--- START Text block ---
Again, same as my reply above... if you have to connect using GPRS then you are not receiving the service you are paying for.. you are paying for broadband while GPRS is a dial up service.. so if you have to use GPRS then you are entitled to a refund or compensation.. you are also entitled to a legally formed contract which you don't have.. as per the most up to date info available from Comreg, see report Comreg 07/49

So again.. write to Vodafone requesting a refund for the periods of non-service, and mention the illegally formed contract.. also write to Comreg asking them to determine if your contract is legal.. make sure you quote their own report which states that Vodafone are breaking the law, as per July, 2007,  the most recent and only report that Comreg have bothered to carry out since 2003 when the law came into force, this is despite the fact that they have an obligation to enforce the law and they are not doing so...

Cheers so, Joe


----------



## nightdude (28 Jul 2009)

I would like to say a big huge thankyou to Joe for the sound advice....I would have got back to you earlier, but...you guessed it, my broadband was down....
My provider is Perlico & to be honest, I agree with Bubbly Scott & wish I had never had anything to do with them...
--- END Text block ---
[Given exercise] List every company or organization named in the forum thread about broadband service. The material after this forum thread is separate from it.
--- START Entries ---
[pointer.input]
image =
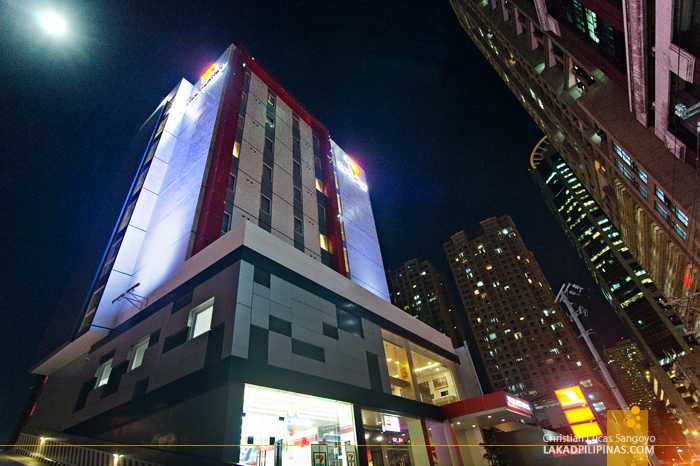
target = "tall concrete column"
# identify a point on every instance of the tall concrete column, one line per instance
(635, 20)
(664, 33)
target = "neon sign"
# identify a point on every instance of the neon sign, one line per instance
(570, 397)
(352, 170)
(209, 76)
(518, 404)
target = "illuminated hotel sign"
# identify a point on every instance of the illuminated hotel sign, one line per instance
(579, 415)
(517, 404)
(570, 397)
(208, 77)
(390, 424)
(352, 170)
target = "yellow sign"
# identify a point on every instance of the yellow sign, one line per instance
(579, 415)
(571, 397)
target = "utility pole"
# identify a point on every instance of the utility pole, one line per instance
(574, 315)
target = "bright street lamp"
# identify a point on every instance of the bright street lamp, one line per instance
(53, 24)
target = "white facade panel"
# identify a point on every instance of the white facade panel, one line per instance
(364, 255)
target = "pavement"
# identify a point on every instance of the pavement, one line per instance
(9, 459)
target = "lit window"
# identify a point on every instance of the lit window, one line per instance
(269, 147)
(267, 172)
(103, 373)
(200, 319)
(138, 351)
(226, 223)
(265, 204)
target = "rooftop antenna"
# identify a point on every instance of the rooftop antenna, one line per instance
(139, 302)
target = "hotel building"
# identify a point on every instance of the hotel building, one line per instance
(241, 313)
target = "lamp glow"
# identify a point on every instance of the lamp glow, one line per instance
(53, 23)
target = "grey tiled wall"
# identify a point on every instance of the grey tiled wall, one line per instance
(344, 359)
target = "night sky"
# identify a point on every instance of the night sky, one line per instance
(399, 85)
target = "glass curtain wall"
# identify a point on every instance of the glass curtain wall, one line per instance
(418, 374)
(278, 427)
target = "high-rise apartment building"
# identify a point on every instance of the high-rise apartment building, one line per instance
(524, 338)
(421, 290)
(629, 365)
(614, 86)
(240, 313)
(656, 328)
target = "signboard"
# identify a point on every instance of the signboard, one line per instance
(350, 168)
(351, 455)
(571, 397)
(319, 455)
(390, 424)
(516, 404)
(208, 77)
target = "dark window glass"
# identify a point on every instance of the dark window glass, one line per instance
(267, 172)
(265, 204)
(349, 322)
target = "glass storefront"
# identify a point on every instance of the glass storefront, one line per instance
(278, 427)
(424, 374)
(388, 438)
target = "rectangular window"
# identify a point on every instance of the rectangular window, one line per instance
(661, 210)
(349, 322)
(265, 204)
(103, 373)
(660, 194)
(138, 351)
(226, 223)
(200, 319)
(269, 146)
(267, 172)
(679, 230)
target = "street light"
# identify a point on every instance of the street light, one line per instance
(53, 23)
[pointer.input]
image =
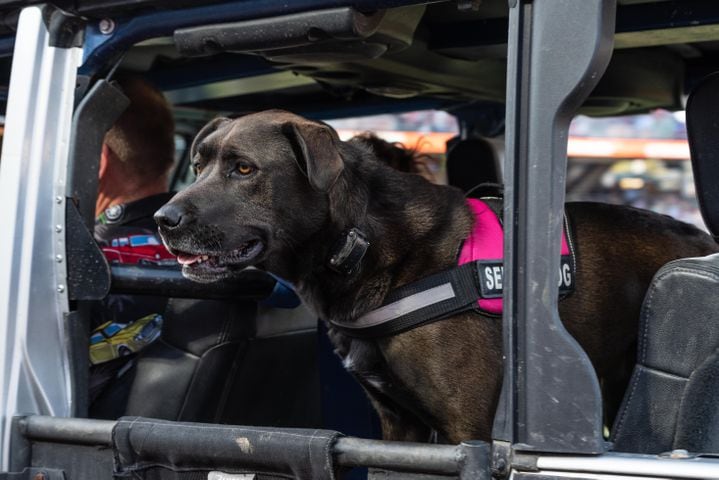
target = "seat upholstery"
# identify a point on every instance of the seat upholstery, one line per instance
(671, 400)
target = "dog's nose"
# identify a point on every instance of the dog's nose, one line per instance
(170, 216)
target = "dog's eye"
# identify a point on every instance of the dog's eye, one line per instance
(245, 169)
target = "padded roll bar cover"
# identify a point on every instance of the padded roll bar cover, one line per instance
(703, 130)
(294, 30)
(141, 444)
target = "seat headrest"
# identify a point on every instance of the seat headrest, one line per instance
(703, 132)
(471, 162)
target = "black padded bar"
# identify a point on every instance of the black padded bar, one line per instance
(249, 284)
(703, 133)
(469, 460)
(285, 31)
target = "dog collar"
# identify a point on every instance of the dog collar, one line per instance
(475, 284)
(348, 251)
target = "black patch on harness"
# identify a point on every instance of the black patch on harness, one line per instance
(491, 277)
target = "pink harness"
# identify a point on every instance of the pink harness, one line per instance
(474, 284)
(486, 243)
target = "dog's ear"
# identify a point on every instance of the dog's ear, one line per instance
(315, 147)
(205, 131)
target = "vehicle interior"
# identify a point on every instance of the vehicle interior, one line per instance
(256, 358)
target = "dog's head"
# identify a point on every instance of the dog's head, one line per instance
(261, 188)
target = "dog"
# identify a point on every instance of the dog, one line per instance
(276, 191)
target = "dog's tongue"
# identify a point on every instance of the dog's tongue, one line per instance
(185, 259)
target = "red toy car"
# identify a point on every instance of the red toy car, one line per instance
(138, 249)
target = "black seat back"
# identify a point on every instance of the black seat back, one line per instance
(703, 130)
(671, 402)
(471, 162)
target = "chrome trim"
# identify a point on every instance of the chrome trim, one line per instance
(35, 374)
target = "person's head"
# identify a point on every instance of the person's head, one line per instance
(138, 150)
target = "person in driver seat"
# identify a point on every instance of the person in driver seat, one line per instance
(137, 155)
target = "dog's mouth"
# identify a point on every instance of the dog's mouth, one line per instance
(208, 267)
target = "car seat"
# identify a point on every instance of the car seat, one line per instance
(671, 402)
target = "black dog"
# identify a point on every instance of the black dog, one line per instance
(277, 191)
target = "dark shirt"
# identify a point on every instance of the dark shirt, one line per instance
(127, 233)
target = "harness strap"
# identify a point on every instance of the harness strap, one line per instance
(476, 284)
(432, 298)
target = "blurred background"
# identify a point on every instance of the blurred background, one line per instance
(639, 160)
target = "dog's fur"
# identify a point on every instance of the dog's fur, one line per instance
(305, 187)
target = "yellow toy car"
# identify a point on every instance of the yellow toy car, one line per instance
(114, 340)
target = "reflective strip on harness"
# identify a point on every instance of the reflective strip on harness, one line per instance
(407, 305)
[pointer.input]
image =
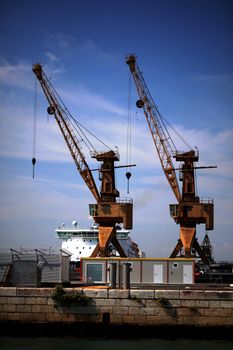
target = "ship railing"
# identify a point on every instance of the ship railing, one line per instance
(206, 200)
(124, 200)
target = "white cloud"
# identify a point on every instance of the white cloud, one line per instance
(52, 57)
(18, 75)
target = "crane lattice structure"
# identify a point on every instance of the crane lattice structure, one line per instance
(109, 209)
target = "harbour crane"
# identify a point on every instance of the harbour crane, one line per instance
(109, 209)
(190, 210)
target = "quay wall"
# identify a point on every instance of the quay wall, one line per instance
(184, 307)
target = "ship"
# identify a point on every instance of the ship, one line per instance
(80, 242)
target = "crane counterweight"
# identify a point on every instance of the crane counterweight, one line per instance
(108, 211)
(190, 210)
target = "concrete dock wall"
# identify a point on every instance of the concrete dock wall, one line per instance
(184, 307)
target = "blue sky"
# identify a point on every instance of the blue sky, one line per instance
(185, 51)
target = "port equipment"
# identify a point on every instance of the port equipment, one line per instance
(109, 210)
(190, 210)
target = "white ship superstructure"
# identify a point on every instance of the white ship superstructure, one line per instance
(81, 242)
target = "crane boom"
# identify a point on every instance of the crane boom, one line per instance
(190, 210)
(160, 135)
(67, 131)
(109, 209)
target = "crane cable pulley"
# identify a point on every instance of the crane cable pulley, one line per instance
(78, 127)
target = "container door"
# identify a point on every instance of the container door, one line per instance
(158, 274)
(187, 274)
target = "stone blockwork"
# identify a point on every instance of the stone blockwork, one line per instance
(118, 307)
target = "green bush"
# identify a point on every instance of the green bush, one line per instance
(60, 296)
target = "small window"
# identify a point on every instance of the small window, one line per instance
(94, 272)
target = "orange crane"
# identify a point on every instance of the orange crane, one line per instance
--- END Entries ---
[Output below] Comreg, Vodafone, Perlico